■ Records for processing:
-=-=-=-=-
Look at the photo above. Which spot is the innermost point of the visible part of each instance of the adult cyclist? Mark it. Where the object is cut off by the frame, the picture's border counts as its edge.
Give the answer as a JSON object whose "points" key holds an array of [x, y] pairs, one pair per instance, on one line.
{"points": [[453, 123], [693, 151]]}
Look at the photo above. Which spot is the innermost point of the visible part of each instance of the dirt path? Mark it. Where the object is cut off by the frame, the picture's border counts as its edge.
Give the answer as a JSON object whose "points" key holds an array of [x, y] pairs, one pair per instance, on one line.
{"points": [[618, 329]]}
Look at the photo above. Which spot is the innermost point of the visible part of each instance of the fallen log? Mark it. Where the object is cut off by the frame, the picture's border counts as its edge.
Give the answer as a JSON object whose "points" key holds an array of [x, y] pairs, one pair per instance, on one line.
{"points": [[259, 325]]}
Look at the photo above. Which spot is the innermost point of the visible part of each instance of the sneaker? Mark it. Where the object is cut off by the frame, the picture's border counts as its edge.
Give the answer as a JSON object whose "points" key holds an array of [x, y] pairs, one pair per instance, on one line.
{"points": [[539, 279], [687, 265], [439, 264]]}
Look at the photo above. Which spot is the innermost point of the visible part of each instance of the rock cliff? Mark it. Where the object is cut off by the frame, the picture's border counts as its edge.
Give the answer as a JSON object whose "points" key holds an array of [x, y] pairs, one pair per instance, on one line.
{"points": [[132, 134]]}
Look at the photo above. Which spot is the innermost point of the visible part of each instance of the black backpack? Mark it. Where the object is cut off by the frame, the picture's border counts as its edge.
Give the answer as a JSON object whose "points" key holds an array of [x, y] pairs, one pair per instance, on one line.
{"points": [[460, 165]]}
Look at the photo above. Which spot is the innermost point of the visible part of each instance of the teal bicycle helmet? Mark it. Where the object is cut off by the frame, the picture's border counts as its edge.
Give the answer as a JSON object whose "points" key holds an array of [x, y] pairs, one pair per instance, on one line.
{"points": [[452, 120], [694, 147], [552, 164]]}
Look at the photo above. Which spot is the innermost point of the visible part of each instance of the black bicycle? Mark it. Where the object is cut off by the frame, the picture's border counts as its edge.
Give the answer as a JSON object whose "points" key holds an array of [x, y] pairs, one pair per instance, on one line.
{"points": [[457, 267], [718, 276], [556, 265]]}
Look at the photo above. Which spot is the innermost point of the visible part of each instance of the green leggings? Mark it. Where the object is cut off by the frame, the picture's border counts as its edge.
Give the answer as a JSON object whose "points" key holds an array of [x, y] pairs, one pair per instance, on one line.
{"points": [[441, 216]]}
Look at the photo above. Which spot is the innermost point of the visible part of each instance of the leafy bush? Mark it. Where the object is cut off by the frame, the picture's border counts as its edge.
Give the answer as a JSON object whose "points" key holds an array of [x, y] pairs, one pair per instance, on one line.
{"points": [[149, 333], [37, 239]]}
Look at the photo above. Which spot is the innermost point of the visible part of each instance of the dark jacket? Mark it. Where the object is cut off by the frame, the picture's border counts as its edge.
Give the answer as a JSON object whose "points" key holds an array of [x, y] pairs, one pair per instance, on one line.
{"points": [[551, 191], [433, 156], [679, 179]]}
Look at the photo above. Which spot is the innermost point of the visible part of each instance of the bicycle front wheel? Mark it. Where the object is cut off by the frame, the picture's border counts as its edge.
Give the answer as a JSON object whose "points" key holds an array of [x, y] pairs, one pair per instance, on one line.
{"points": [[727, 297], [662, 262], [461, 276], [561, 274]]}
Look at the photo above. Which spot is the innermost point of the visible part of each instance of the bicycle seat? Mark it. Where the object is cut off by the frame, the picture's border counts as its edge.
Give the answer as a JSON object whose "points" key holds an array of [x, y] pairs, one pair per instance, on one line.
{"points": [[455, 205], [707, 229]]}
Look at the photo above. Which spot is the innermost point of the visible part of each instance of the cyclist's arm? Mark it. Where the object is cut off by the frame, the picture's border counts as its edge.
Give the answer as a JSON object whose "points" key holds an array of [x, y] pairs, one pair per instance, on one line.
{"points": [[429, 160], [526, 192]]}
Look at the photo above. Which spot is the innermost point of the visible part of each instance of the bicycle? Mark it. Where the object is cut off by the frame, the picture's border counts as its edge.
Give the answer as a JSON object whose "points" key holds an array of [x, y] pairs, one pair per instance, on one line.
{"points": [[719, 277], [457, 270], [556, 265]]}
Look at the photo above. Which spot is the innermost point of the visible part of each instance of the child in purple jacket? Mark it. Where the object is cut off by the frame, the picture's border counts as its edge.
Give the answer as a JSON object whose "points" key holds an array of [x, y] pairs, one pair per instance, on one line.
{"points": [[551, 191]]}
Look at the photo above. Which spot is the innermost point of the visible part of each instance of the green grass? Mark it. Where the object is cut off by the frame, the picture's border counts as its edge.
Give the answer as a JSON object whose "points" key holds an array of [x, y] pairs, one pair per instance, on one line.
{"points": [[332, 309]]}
-=-=-=-=-
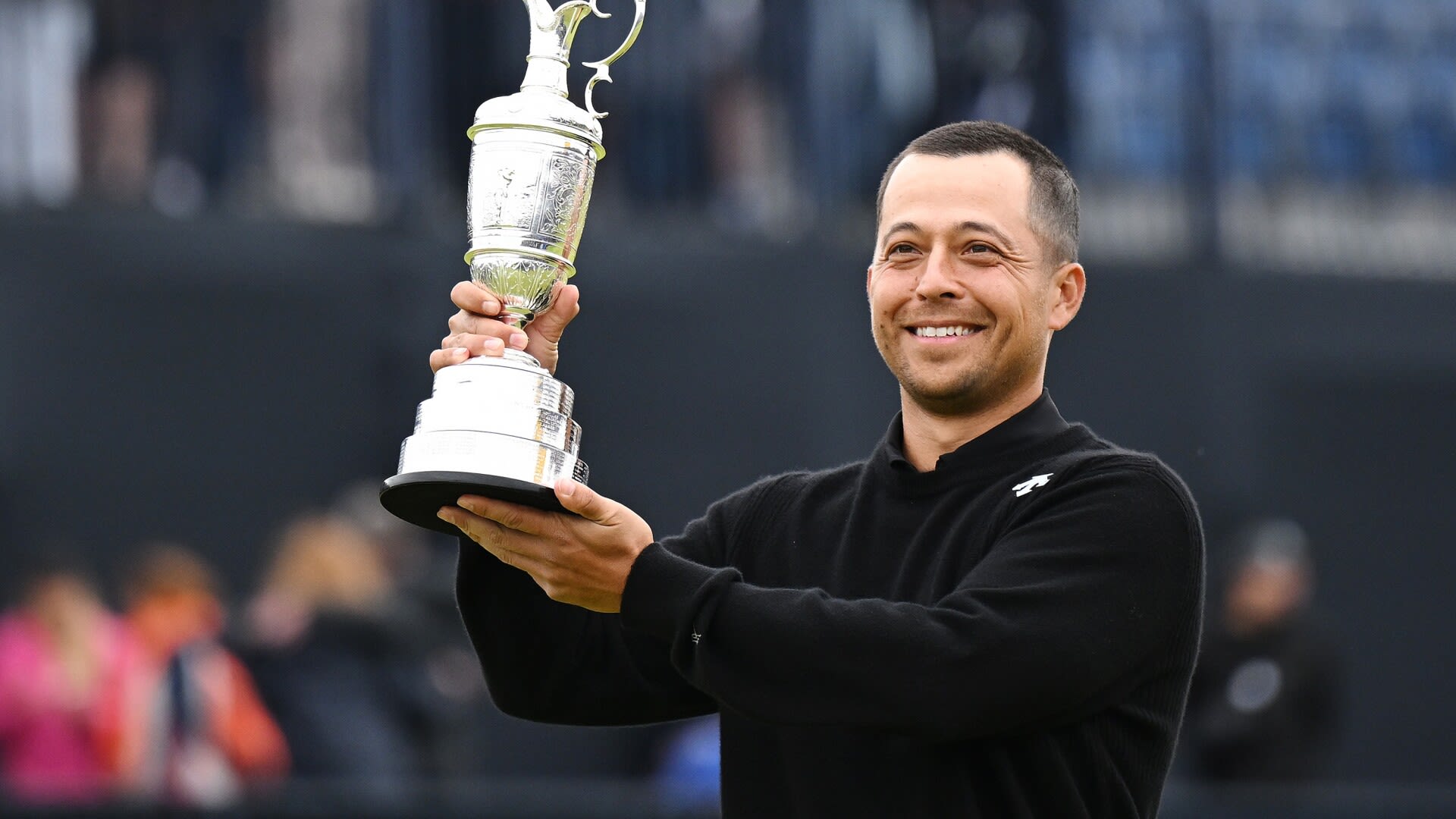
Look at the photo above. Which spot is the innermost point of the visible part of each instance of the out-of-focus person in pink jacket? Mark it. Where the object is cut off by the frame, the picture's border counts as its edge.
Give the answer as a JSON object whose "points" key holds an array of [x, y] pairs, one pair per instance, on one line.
-=-=-=-=-
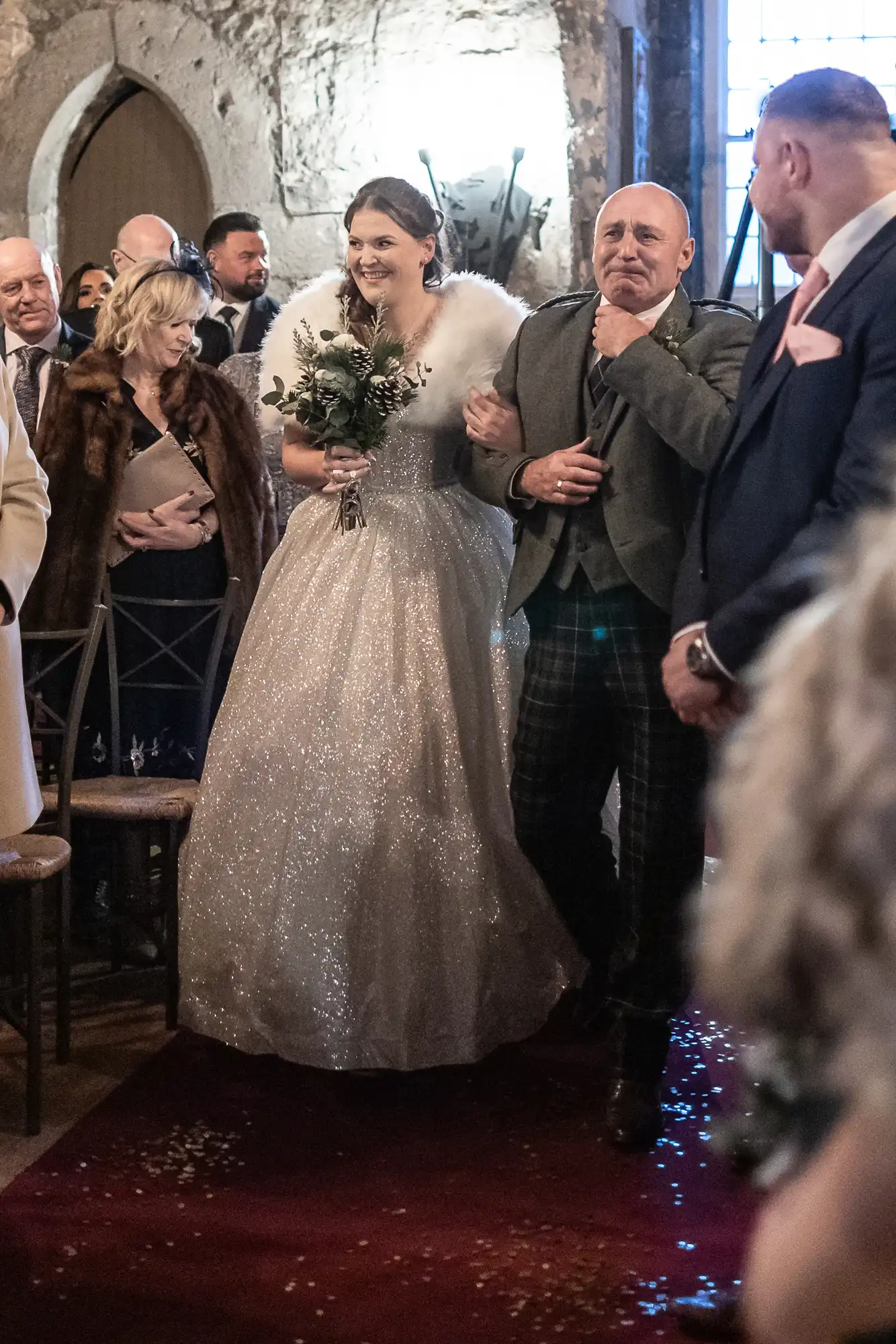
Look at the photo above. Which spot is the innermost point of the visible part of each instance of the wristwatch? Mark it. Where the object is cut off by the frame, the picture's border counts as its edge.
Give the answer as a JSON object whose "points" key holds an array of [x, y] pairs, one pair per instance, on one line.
-=-=-=-=-
■ Aim: Return every line of the records above that contains the word "jacket".

■ Solution:
Look at the photo above. Which spot is the innermost point of the visible part of each instance of the dark jacket? Mark it. Where the object is cut off by the frame, the picture's border counts as its edge.
Look at the photo above. Which spot is the innermost point of the visible part of each instance of the child in purple jacket? Mark it. Where the object is cut off by the frame, the picture's border counts as its edge.
Look at the photo above. Which spot is the innermost point of the visible part of each instance of the out-of-focus person in pink jacket? Mark it. Where the object is cut off by the frame, the picture's border counts as its edge.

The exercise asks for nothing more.